***** PASSAGE PROVIDED *****
All the testing shows that adding it reduces performance for MyISAM which if we take a "first, do no harm" approach, means that this comes accross as a non starter. I think we should close as maybelater and if evidence of it not harming performance for MyISAM comes up, we can revisit.
This of course doesn't prevent individual site owners from adding the index themselves.
#39
@
10 years ago
- Keywords close removed
- Milestone Awaiting Review deleted
- Resolution set to maybelater
- Status changed from new to closed
Agreed, I'm open to revisiting this when we have more InnoDB users. As InnoDB use is steadily increasing, we'll get there eventually. :-)
In the mean time, for folks who happen upon this ticket, you have two options:
- Try adding this index yourself, and see if it improves performance for you
- Use an external object cache to avoid hitting the DB
#40
in reply to:
↑ 1
@
9 years ago
Replying to nacin:
Could you show some statistics for how this helps performance on your sites? See ticket:14258#comment:3 for why we have not done this.
Here are some real world stats. Here you can see when the index was added to the options table:
Here you can see average transaction times decrease when the index was added:
And here you can see the load on the database decrease dramatically when the index was added:
I think adding the index is highly valuable. This comes from a site running WooCommerce where a large percentage of the records in the options table are transients, so there's no reason for them all to be loaded on every page load.
#41
in reply to:
↑ 11
;
follow-up:
↓ 42
@
9 years ago
Replying to nacin:
What's the purpose behind adding option_value to that index? It looks like it would only serve to increase the length of the index.
What's the performance difference on these queries? Reducing rows examined from 1460 to 178 (or even 10,000 to 100) is still peanuts. DanBUK mentioned adding this index many times daily, but I am trying to figure out if that was simply cathartic or if it was actually making a difference.
How about reducing 553,749 to 711?
#42
in reply to:
↑ 41
@
9 years ago
Replying to fightthecurrent:
Replying to nacin:
What's the purpose behind adding option_value to that index? It looks like it would only serve to increase the length of the index.
What's the performance difference on these queries? Reducing rows examined from 1460 to 178 (or even 10,000 to 100) is still peanuts. DanBUK mentioned adding this index many times daily, but I am trying to figure out if that was simply cathartic or if it was actually making a difference.
How about reducing 553,749 to 711?
Nice graphs @fightthecurrent.
We all know the performance gain - on InnoDB - with having an index on the autoload column of the wp_options table.
***** SOURCE EXCERPT *****
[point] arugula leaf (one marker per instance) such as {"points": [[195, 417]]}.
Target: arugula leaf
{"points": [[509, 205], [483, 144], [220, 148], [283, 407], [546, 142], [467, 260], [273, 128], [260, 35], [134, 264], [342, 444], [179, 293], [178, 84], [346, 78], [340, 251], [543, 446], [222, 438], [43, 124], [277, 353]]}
*****
WRITTEN TASK A.
In the options-table index thread, what two options are offered to people who happen upon the ticket?
WRITTEN TASK B.
Translate this sentence from the options-table index thread into Spanish: "This of course doesn't prevent individual site owners from adding the index themselves."
WRITTEN TASK C.
Reproduce the part of the options-table index thread between "Here are some" and "every page load.", inclusive.

EXPECTED ANSWER A.
They can try adding the index themselves to see if it improves performance, or use an external object cache to avoid hitting the database.

EXPECTED ANSWER B.
Esto, por supuesto, no impide que los propietarios de sitios individuales añadan el índice por su cuenta.

EXPECTED ANSWER C.
Here are some real world stats. Here you can see when the index was added to the options table:
Here you can see average transaction times decrease when the index was added:
And here you can see the load on the database decrease dramatically when the index was added:
I think adding the index is highly valuable. This comes from a site running WooCommerce where a large percentage of the records in the options table are transients, so there's no reason for them all to be loaded on every page load.